### Problem:
Recast the lines from the one containing "In this exercise you will mark every instance of the rocky" through the one containing "<point>493,894</point>", both included, as a Markdown table with the columns Row and Line. Give each line its row number and leave out any blank lines.

Data listing start

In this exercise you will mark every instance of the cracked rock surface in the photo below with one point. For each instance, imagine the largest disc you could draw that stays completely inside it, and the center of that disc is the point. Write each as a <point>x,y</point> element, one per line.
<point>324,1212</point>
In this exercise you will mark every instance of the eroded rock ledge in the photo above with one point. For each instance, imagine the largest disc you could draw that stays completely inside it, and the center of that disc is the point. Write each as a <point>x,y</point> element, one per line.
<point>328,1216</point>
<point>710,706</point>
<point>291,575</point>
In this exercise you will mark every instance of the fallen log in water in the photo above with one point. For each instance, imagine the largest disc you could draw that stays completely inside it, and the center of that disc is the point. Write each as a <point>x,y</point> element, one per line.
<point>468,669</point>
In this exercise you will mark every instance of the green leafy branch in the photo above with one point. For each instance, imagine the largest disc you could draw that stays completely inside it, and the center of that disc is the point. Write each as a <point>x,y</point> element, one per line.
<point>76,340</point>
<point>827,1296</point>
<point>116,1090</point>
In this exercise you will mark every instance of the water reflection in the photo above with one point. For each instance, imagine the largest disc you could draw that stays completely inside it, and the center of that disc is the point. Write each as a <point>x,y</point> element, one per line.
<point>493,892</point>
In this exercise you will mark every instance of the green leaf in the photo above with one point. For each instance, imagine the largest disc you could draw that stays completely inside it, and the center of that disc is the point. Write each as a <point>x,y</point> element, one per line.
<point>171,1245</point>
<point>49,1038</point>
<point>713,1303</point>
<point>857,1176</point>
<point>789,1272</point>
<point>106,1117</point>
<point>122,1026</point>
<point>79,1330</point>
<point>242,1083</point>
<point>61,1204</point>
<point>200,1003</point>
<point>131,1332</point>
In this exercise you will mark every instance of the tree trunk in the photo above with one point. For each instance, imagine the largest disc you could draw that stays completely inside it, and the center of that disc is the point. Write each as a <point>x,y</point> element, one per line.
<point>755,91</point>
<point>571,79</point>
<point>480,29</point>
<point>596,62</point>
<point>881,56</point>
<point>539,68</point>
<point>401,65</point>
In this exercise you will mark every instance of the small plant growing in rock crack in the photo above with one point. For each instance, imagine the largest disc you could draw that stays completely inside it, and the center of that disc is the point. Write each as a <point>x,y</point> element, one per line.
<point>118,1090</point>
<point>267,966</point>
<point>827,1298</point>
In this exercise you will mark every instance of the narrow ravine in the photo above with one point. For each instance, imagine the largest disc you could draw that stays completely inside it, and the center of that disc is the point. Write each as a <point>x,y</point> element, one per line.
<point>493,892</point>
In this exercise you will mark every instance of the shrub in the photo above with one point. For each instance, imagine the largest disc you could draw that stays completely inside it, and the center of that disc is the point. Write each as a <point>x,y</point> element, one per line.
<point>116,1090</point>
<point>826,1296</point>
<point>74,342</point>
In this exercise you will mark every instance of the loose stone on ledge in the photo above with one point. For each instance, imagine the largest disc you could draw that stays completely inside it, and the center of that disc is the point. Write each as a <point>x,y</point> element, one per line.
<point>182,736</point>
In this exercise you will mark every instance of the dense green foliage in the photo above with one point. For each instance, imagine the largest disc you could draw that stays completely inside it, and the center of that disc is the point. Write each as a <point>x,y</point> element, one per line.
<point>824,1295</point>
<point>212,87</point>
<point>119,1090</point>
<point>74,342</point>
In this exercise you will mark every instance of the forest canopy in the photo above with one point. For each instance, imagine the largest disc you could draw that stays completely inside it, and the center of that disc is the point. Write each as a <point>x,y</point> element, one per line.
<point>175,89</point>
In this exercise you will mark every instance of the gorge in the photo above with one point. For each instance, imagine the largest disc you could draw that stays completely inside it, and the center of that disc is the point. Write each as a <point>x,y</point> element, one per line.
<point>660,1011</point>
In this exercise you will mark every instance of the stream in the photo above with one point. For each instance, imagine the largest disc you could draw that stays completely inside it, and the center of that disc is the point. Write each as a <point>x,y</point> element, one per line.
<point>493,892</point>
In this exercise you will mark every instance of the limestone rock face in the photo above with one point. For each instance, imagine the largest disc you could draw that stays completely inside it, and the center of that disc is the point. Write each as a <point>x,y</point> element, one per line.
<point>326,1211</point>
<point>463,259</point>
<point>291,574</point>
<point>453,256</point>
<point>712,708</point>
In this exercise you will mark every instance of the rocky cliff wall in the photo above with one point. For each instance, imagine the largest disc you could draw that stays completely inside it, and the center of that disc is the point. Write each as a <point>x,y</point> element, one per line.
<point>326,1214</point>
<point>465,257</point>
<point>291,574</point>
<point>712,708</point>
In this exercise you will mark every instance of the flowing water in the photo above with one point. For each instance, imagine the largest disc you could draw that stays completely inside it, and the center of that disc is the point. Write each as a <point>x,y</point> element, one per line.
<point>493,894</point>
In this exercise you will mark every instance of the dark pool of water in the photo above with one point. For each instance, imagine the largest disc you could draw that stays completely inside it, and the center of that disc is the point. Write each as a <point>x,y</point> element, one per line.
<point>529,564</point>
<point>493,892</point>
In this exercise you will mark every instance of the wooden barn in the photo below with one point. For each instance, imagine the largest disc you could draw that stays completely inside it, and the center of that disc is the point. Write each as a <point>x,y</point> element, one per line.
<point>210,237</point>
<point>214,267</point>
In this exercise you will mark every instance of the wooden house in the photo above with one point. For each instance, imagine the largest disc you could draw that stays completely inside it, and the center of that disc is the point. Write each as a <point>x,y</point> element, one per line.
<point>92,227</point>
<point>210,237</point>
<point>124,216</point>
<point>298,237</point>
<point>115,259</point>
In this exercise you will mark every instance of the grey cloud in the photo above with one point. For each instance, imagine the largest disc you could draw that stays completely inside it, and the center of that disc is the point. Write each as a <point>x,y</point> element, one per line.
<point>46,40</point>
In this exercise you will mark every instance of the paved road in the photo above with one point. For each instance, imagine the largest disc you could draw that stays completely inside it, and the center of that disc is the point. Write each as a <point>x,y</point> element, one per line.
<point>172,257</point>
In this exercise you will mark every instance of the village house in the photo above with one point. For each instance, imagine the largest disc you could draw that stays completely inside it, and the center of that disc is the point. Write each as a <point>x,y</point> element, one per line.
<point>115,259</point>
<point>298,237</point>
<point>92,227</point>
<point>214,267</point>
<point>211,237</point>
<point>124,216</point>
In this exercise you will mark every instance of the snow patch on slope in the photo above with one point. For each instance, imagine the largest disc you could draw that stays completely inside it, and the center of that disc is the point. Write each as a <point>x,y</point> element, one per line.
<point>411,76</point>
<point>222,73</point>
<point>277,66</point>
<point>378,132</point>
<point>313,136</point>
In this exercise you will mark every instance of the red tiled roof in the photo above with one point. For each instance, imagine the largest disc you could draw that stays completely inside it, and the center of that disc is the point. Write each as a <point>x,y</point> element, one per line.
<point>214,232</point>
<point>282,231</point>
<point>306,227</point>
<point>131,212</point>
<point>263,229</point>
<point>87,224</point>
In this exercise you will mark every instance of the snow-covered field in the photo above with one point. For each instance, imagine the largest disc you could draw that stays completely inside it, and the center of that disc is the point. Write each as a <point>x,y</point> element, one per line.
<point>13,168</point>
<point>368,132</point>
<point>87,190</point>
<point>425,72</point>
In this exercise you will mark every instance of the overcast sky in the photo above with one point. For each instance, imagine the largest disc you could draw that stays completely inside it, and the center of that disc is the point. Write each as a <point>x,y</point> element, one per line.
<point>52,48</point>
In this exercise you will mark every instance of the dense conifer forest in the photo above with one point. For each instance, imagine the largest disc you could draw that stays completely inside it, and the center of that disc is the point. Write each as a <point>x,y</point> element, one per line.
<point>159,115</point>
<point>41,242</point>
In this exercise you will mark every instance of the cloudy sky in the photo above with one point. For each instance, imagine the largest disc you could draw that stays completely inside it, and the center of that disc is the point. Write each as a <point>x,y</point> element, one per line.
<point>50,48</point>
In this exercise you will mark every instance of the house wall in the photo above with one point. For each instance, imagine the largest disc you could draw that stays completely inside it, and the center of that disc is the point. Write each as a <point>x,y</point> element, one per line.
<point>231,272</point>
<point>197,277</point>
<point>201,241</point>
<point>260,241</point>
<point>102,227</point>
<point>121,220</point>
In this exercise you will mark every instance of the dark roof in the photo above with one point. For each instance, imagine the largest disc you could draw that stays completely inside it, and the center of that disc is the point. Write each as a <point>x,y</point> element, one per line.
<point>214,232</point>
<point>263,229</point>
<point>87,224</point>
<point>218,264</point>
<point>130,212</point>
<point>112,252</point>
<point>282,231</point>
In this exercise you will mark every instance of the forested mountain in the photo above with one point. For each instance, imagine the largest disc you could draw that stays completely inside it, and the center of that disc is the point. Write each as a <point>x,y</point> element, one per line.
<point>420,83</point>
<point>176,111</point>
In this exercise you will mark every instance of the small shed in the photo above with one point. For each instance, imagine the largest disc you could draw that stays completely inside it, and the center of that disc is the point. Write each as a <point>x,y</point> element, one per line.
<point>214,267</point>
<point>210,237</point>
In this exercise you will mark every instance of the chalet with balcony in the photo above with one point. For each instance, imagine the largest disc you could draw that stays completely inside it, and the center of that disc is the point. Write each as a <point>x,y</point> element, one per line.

Data listing end

### Exercise result:
| Row | Line |
|---|---|
| 1 | In this exercise you will mark every instance of the rocky cliff wall in the photo above with one point. For each instance, imagine the largest disc you could draw that stays completely inside it, and the center of that disc is the point. Write each as a <point>x,y</point> element, one per line. |
| 2 | <point>326,1214</point> |
| 3 | <point>465,257</point> |
| 4 | <point>291,574</point> |
| 5 | <point>712,708</point> |
| 6 | In this exercise you will mark every instance of the flowing water in the photo above with one point. For each instance, imagine the largest disc you could draw that stays completely inside it, and the center of that disc is the point. Write each as a <point>x,y</point> element, one per line. |
| 7 | <point>493,894</point> |